- **Anforderung 1**
Filtere aus den Datensätzen jede Zeile heraus, die die Zeichenfolge „window“ enthält, und beachte dabei Groß- und Kleinschreibung.

- **Ausgangstext**
┏━━

Mehr als jeder sechste Afrikaner ist Nigerianer: Fast 160 Millionen Einwohner, also rund doppelt so viele wie in Deutschland, machen das Land zum bevölkerungsreichsten Afrikas.[5] Jeder zweite von ihnen lebt in Städten, wo sich häufig ein kulturell buntes Gemisch von Menschen findet.[6] Denn Nigeria beherbergt die meisten Sprachen und Ethnien aller afrikanischen Nationen: Schätzungsweise mehr als 250 Völker leben auf einer Fläche, die größer ist als die von Deutschland und Frankreich zusammen. Die Bevölkerungsdichte ist dabei so hoch wie die in Westeuropa. Zugleich ist Nigeria der größte Staat der Welt, in dem sich die Bevölkerung zu ungefähr gleichen Teilen in Christen und Moslems aufteilt. Das alles ergibt eine äußerst komplizierte Gemengelage – mit Potenzialen, die bislang noch ungleich größer sind als seine Leistungen, extrem dynamisch, aber auch instabil.

Wie instabil, das zeigt die nigerianische Innenpolitik, die bis vor kurzem aus nicht mehr als einer endlosen Abfolge von manipulierten Wahlen, korrupten Regierungen und Militärputschen bestand. Immerhin: Zurzeit erlebt das Land bereits die vierte Legislaturperiode ohne Militärputsch. Noch nie in seiner Geschichte war das Land über einen so langen Zeitraum so friedlich. Und die Wahl des aktuellen Präsidenten Goodluck Jonathan im Jahr 2011 wird als die fairste seit der Unabhängigkeit bezeichnet.

┗━━

In einem Datensatz aufgeführte Einträge:
┏━━

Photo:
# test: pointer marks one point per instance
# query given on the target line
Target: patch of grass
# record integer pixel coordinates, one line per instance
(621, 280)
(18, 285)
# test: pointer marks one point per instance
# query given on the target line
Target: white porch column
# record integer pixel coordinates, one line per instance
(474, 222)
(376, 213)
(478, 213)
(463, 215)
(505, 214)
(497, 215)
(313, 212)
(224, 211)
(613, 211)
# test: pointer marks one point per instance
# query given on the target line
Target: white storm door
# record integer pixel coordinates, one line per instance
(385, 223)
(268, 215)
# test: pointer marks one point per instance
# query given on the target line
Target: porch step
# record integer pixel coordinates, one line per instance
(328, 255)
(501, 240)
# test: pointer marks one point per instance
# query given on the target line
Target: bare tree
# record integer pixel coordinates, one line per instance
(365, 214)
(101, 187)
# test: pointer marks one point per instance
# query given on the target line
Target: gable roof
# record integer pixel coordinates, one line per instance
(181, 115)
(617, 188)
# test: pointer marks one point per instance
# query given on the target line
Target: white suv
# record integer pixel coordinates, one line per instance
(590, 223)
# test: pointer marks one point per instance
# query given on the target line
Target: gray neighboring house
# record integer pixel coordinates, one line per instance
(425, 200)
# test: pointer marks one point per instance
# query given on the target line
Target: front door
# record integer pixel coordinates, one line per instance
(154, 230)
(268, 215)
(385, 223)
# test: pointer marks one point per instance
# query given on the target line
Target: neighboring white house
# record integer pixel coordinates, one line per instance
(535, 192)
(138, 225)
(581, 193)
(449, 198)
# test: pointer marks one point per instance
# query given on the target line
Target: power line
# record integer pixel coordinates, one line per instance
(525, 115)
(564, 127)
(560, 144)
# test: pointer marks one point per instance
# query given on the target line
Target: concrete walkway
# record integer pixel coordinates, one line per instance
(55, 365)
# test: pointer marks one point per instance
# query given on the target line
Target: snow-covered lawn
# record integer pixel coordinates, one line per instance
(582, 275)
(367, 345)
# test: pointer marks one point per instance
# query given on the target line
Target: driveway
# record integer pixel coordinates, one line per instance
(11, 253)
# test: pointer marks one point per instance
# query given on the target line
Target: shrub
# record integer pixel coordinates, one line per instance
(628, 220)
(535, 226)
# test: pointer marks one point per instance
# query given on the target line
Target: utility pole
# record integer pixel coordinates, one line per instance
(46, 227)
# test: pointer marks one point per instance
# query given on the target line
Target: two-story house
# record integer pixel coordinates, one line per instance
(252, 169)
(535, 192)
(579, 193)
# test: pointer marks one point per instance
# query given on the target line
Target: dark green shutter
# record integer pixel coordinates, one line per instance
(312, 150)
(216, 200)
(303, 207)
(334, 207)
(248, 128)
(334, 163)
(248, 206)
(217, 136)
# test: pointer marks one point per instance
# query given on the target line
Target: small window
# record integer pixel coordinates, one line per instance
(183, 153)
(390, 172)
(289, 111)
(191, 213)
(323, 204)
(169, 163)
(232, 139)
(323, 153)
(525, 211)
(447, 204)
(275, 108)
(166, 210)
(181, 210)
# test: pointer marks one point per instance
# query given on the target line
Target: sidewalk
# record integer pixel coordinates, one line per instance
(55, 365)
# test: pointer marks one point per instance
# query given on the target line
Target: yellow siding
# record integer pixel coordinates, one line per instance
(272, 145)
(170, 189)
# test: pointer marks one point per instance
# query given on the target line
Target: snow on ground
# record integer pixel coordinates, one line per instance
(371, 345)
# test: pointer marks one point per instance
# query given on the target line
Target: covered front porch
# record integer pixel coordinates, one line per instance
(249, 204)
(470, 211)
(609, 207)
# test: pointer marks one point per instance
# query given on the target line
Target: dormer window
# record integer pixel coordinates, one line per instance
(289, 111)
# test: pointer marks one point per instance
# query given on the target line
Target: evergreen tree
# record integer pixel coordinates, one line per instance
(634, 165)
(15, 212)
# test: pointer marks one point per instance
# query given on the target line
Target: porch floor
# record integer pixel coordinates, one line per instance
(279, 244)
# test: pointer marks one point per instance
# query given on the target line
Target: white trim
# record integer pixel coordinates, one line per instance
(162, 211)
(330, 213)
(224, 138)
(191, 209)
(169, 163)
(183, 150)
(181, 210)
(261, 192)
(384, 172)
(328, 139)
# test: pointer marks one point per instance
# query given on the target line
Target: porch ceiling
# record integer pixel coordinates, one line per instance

┗━━

- **Anforderung 2**
Stimmen die folgenden Aussagen mit dem Text über Nigeria überein? Antworte zu jeder mit Ja oder Nein und zitiere die entscheidenden Worte des Textes wörtlich.
(a) Nigeria hat rund doppelt so viele Einwohner wie Deutschland.
(b) Die Bevölkerungsdichte Nigerias ist niedriger als die Westeuropas.
(c) Die Wahl von Goodluck Jonathan im Jahr 2011 gilt als die unfairste seit der Unabhängigkeit.

- **Lösung der Aufgabe 1**
Target: small window
Target: dormer window

- **Lösung der Aufgabe 2**
(a) Ja: „Fast 160 Millionen Einwohner, also rund doppelt so viele wie in Deutschland“
(b) Nein: „Die Bevölkerungsdichte ist dabei so hoch wie die in Westeuropa.“
(c) Nein: „wird als die fairste seit der Unabhängigkeit bezeichnet“